- **Lesetext**
Rechtsextremismus: Razzia gegen Neonaziforum "Thiazi.net"

Erstveröffentlicht: 
14.06.2012

Das BKA ermittelt gegen "Thiazi", das bedeutendste rechtsextremistische Internetforum im deutschsprachigen Raum. Die Polizei durchsucht Wohnungen und nimmt vier Verdächtige fest.


Mit einer Großrazzia sind Beamte des Bundeskriminalamtes (BKA) und Polizisten aus elf Bundesländern am frühen Donnerstagmorgen gegen die Betreiber des wichtigsten deutschen Neonazi-Internet-Forums, Thiazi.net, vorgegangen. Vier Beschuldigte, gegen die Haftbefehlen vorlagen, wurden festgenommen. Die federführende Staatsanwaltschaft Rostock ermittelt wegen des Verdachts der Bildung einer kriminellen Vereinigung.

Die Hauptbeschuldigten sind laut BKA ein 30-jähriger Erzieher aus Mecklenburg-Vorpommern und eine 30-jährige Hausfrau und Mutter aus Baden-Württemberg, laut SWR aus Untereisesheim bei Heilbronn. Die beiden sollen seit Jahren maßgeblich für das Thiazi-Forum verantwortlich sein; die Ermittlungen begannen laut BKA bereits 2009.

Nach Informationen dieser Zeitung könnte es sich bei den Beschuldigten um die als „Thiazi-Chef“ geltende Person mit dem Benutzernamen „WPMP3“ handeln sowie um „Fjörgyn“, die für die technische Infrastruktur zuständig ist. Über mögliche Kontakte zu rechtsextremen Organisationen oder Parteien wollte das BKA nichts sagen.

- **Zu bearbeiten**
1 – Schreiben Sie aus dem Lesetext alles von „Mit einer Großrazzia“ bis hinunter zu „BKA bereits 2009.“ wortgetreu ab.
2 – Welche Staatsanwaltschaft leitet laut dem Lesetext die Ermittlungen?
Die anschließenden Zeilen werden nicht gebraucht.

- **Daten zur Punktlokalisierung**

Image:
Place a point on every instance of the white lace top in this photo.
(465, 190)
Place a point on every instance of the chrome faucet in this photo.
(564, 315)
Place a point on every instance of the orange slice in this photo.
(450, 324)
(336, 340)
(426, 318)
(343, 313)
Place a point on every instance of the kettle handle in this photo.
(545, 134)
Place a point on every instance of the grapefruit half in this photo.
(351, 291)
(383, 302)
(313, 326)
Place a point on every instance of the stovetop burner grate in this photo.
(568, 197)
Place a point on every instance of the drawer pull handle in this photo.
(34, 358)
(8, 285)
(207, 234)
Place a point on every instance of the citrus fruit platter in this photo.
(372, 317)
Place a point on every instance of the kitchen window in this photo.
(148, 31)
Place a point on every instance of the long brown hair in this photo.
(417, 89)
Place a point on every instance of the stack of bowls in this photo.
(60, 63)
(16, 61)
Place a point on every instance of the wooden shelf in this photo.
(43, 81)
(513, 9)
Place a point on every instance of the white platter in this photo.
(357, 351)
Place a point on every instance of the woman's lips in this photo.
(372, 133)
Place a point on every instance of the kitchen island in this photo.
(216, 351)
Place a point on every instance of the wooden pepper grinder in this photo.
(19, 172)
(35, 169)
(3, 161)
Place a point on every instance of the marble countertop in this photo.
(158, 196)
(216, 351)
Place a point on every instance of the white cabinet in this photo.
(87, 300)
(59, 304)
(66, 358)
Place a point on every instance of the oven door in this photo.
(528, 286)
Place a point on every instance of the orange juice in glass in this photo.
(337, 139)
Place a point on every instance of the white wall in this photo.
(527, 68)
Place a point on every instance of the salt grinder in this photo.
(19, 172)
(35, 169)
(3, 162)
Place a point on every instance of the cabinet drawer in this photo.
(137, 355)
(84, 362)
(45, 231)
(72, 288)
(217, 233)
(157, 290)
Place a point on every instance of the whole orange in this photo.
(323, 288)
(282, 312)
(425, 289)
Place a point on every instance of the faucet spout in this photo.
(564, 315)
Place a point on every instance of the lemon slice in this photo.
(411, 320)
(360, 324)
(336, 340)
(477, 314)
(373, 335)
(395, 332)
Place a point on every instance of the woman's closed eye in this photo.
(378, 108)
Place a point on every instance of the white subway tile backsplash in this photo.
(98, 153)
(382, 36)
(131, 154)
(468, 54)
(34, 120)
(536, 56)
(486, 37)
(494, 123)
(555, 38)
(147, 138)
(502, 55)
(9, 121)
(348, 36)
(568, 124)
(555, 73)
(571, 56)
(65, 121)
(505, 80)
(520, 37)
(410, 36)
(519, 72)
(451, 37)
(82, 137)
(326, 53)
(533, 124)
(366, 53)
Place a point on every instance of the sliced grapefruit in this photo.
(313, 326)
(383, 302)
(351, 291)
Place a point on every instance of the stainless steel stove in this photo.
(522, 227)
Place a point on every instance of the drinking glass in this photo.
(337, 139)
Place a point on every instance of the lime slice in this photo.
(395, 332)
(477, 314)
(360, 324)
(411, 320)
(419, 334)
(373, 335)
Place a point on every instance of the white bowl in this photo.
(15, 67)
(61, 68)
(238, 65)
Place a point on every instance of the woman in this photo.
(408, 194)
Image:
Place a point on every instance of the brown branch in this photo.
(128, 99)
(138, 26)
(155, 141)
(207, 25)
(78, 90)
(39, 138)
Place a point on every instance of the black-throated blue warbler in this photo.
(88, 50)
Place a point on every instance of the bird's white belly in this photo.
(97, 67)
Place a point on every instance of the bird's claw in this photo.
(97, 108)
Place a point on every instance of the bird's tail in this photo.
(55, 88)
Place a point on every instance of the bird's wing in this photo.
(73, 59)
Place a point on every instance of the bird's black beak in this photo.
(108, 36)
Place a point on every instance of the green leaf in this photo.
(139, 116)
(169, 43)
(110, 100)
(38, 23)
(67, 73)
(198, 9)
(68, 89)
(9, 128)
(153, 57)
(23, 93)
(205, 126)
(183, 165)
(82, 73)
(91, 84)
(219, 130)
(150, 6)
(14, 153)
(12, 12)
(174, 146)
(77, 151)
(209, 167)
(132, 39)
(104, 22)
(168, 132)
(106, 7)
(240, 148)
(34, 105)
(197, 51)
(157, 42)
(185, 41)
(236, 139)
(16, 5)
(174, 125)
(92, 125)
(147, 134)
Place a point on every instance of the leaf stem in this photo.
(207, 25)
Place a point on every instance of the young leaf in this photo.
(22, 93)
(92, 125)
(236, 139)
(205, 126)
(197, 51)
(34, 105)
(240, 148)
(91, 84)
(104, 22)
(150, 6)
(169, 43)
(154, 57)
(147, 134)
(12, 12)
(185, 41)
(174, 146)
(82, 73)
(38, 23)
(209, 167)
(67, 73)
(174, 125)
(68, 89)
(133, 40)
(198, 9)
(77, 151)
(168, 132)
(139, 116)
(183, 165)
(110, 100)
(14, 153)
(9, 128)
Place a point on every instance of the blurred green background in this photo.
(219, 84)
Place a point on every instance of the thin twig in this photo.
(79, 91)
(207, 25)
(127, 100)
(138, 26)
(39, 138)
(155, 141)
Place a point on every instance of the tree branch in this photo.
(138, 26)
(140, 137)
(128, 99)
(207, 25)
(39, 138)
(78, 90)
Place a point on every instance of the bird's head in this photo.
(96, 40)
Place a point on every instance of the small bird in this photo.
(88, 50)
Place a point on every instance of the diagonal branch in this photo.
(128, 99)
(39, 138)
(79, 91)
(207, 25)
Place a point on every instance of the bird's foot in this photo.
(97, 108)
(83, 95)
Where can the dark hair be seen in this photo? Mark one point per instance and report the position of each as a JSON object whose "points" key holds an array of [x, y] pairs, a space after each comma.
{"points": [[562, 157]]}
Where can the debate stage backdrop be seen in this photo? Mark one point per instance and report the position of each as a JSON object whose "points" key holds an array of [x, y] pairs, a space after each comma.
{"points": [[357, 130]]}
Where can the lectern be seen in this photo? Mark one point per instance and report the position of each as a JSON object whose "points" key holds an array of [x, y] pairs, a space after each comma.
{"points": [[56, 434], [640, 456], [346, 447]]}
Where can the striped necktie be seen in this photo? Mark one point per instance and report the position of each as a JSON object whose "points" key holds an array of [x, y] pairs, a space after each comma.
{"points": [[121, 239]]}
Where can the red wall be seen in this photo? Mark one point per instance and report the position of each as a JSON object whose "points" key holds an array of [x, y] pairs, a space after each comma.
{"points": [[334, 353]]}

- **Antworten**
1 –
Mit einer Großrazzia sind Beamte des Bundeskriminalamtes (BKA) und Polizisten aus elf Bundesländern am frühen Donnerstagmorgen gegen die Betreiber des wichtigsten deutschen Neonazi-Internet-Forums, Thiazi.net, vorgegangen. Vier Beschuldigte, gegen die Haftbefehlen vorlagen, wurden festgenommen. Die federführende Staatsanwaltschaft Rostock ermittelt wegen des Verdachts der Bildung einer kriminellen Vereinigung.

Die Hauptbeschuldigten sind laut BKA ein 30-jähriger Erzieher aus Mecklenburg-Vorpommern und eine 30-jährige Hausfrau und Mutter aus Baden-Württemberg, laut SWR aus Untereisesheim bei Heilbronn. Die beiden sollen seit Jahren maßgeblich für das Thiazi-Forum verantwortlich sein; die Ermittlungen begannen laut BKA bereits 2009.

2 – Die Staatsanwaltschaft Rostock.